(Pointing dataset excerpts)

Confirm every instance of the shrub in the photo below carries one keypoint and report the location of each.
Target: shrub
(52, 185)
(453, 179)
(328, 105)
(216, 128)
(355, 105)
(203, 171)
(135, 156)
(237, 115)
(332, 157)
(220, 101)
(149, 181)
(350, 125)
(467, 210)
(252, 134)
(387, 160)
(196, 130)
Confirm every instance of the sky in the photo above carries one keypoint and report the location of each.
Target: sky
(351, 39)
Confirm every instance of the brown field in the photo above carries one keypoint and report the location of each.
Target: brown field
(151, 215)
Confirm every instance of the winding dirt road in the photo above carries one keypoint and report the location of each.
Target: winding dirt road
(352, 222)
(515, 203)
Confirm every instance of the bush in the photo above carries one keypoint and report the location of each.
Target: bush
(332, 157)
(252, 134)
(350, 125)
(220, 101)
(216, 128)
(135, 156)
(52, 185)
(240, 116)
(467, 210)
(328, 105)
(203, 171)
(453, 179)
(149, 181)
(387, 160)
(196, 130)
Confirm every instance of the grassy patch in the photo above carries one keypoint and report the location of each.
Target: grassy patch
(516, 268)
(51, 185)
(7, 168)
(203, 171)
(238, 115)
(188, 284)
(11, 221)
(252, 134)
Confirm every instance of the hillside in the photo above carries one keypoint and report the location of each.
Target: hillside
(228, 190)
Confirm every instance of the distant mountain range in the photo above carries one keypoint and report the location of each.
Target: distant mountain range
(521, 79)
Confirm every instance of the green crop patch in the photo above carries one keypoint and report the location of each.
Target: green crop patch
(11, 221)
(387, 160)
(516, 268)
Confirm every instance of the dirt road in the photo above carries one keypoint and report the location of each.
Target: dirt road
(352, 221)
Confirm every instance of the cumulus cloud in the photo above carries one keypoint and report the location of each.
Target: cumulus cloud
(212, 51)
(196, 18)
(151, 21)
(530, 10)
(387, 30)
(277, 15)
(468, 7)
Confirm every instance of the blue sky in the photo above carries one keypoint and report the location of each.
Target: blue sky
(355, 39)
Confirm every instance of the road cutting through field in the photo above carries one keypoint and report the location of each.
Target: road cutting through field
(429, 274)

▶ [EXERCISE OBJECTIVE]: Copy out all of the records above word for word, keeping every line and its order unchanged.

▶ [WRITTEN ANSWER]:
Confirm every instance of the shrub in the photo below carries one keypoint and report the location of each.
Target: shrub
(52, 185)
(453, 179)
(328, 105)
(216, 128)
(355, 105)
(203, 171)
(135, 156)
(237, 115)
(332, 157)
(220, 101)
(149, 181)
(350, 125)
(467, 210)
(252, 134)
(387, 160)
(196, 130)
Confirm every instance of the sky in the photo above carries one keypoint and report the location of each.
Target: sky
(351, 39)
Confirm every instance of the brown field in the photo above carries one keypoint and report the location of each.
Target: brown field
(151, 215)
Confirm every instance of the winding dirt road in the photo above carries one keypoint and report the location of each.
Target: winding dirt road
(352, 222)
(515, 203)
Confirm every instance of the bush in the photo above carries one keypoint and report the location of each.
Target: bush
(332, 157)
(252, 134)
(350, 125)
(220, 101)
(216, 128)
(135, 156)
(52, 185)
(240, 116)
(467, 210)
(328, 105)
(203, 171)
(453, 179)
(149, 181)
(387, 160)
(196, 130)
Confirm every instance of the grassy patch in the photo above carries one keypoint and report the location of each.
Target: grassy patch
(516, 268)
(51, 185)
(7, 168)
(203, 171)
(238, 115)
(188, 284)
(11, 221)
(252, 134)
Confirm every instance of the hillside in the photo above carries one keypoint and report the location of each.
Target: hillside
(228, 190)
Confirm every instance of the distant mountain range in the photo above carries one keypoint and report the location of each.
Target: distant mountain range
(521, 79)
Confirm every instance of the green crop patch in the photo above carries one keypoint and report the location of each.
Target: green crop patch
(11, 221)
(387, 160)
(516, 268)
Confirm every instance of the dirt road in the photo above carries one keypoint and report the location of each.
Target: dirt road
(352, 221)
Confirm every instance of the cumulus cloud in the photo above carries one keypoint and report the location of each.
Target: cumulus cloud
(212, 51)
(196, 18)
(151, 21)
(530, 10)
(387, 30)
(277, 15)
(468, 7)
Confirm every instance of the blue sky in the photo above carries one keypoint and report the location of each.
Target: blue sky
(355, 39)
Confirm every instance of the road cutting through field in the photo above carries one keypoint and report the location of each.
Target: road cutting through field
(429, 274)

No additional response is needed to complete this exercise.